Task brief. From the listing below, keep only the lines that contain the word "leaf", matching case exactly, and copy each of them in full.

★ ★ ★ ★ ★ ★ ★

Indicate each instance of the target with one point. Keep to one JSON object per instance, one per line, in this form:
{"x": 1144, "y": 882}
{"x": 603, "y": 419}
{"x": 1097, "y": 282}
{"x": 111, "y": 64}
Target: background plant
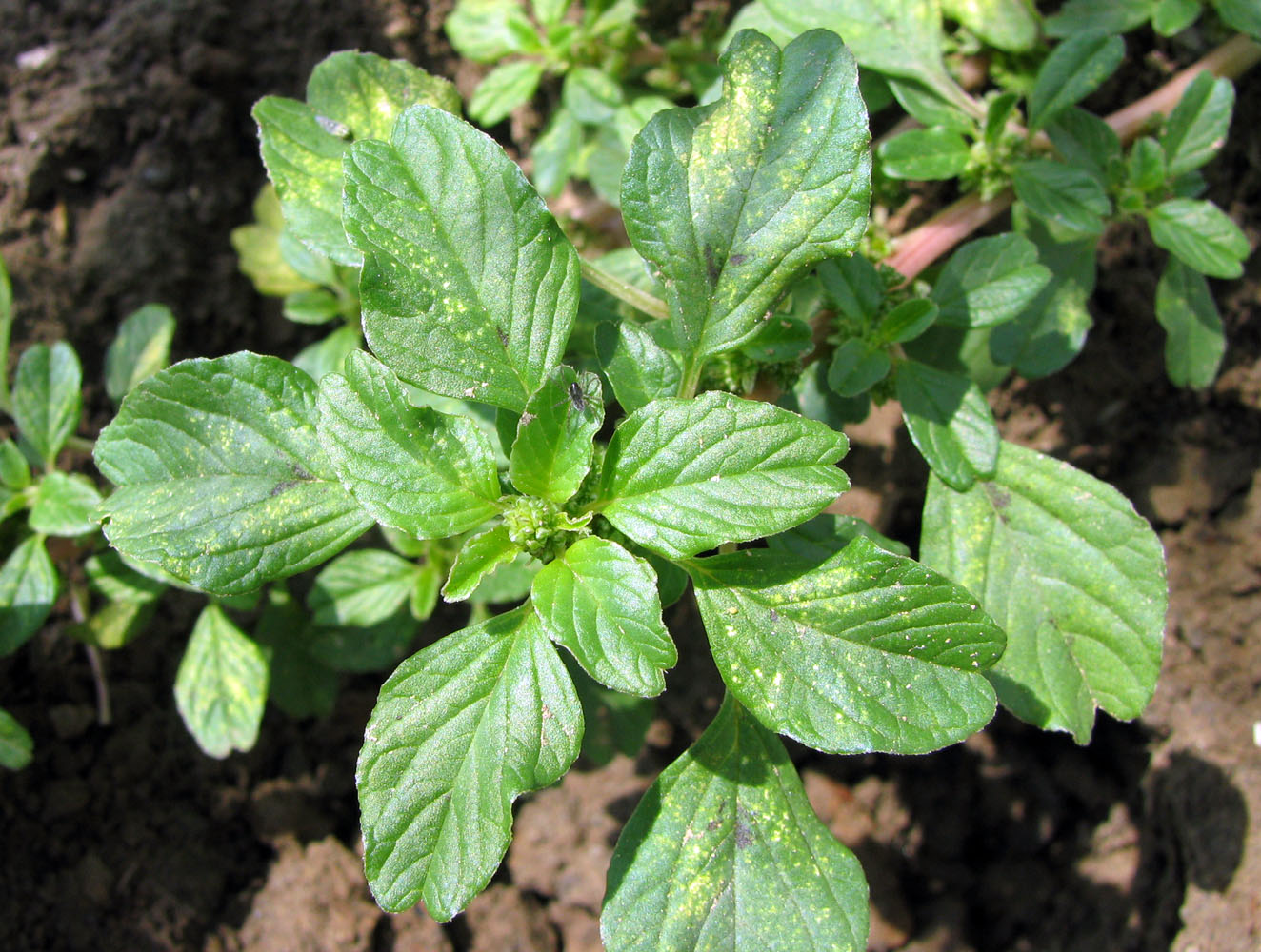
{"x": 471, "y": 292}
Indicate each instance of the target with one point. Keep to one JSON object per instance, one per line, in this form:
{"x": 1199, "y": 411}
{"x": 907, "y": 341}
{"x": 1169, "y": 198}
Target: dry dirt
{"x": 128, "y": 154}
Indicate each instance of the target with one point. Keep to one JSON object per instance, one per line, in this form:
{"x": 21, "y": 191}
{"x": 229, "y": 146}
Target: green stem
{"x": 641, "y": 300}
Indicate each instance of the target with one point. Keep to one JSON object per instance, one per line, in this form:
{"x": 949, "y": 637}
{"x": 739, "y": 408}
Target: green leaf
{"x": 1070, "y": 198}
{"x": 1086, "y": 142}
{"x": 734, "y": 201}
{"x": 459, "y": 731}
{"x": 473, "y": 290}
{"x": 361, "y": 587}
{"x": 724, "y": 853}
{"x": 856, "y": 367}
{"x": 298, "y": 684}
{"x": 867, "y": 651}
{"x": 328, "y": 356}
{"x": 1051, "y": 330}
{"x": 989, "y": 282}
{"x": 376, "y": 647}
{"x": 684, "y": 476}
{"x": 221, "y": 686}
{"x": 1198, "y": 125}
{"x": 1007, "y": 24}
{"x": 350, "y": 96}
{"x": 1078, "y": 16}
{"x": 65, "y": 505}
{"x": 486, "y": 30}
{"x": 1172, "y": 16}
{"x": 1076, "y": 69}
{"x": 1201, "y": 236}
{"x": 14, "y": 469}
{"x": 427, "y": 473}
{"x": 590, "y": 95}
{"x": 1145, "y": 167}
{"x": 854, "y": 287}
{"x": 1071, "y": 571}
{"x": 503, "y": 89}
{"x": 15, "y": 743}
{"x": 140, "y": 349}
{"x": 637, "y": 367}
{"x": 221, "y": 478}
{"x": 925, "y": 154}
{"x": 1194, "y": 342}
{"x": 1241, "y": 15}
{"x": 47, "y": 400}
{"x": 602, "y": 605}
{"x": 826, "y": 535}
{"x": 900, "y": 38}
{"x": 481, "y": 555}
{"x": 950, "y": 423}
{"x": 555, "y": 435}
{"x": 28, "y": 589}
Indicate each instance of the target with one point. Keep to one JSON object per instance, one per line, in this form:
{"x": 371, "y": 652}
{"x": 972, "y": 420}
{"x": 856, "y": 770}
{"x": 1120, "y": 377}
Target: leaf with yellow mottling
{"x": 725, "y": 854}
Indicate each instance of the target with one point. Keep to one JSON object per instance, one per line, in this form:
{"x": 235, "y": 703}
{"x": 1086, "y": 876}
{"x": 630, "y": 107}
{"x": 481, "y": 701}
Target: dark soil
{"x": 128, "y": 154}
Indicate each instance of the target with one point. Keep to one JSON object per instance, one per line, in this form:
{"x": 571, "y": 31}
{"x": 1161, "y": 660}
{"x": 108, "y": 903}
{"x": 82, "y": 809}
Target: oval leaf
{"x": 684, "y": 476}
{"x": 865, "y": 651}
{"x": 221, "y": 478}
{"x": 732, "y": 202}
{"x": 602, "y": 603}
{"x": 724, "y": 853}
{"x": 470, "y": 287}
{"x": 1074, "y": 575}
{"x": 460, "y": 730}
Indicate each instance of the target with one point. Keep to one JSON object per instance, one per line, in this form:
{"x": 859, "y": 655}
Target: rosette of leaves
{"x": 618, "y": 486}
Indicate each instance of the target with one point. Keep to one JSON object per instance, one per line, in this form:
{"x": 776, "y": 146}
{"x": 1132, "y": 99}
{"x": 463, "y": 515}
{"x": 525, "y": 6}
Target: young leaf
{"x": 505, "y": 88}
{"x": 602, "y": 603}
{"x": 1051, "y": 330}
{"x": 1072, "y": 72}
{"x": 856, "y": 367}
{"x": 950, "y": 423}
{"x": 28, "y": 589}
{"x": 361, "y": 587}
{"x": 15, "y": 743}
{"x": 1007, "y": 24}
{"x": 734, "y": 201}
{"x": 1201, "y": 236}
{"x": 47, "y": 400}
{"x": 221, "y": 686}
{"x": 140, "y": 349}
{"x": 65, "y": 505}
{"x": 553, "y": 446}
{"x": 1194, "y": 342}
{"x": 470, "y": 287}
{"x": 684, "y": 476}
{"x": 925, "y": 154}
{"x": 638, "y": 368}
{"x": 481, "y": 555}
{"x": 1198, "y": 125}
{"x": 350, "y": 96}
{"x": 298, "y": 684}
{"x": 989, "y": 282}
{"x": 221, "y": 478}
{"x": 1074, "y": 576}
{"x": 867, "y": 651}
{"x": 459, "y": 731}
{"x": 899, "y": 38}
{"x": 724, "y": 853}
{"x": 1067, "y": 197}
{"x": 412, "y": 468}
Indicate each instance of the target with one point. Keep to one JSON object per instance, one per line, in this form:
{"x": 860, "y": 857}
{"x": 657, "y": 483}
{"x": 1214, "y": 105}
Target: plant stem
{"x": 641, "y": 300}
{"x": 918, "y": 248}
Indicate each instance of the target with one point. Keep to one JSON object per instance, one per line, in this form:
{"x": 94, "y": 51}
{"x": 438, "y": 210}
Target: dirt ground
{"x": 128, "y": 154}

★ ★ ★ ★ ★ ★ ★

Exercise answer.
Target: green leaf
Target: leaf with yellow mottling
Target: oval leaf
Target: young leaf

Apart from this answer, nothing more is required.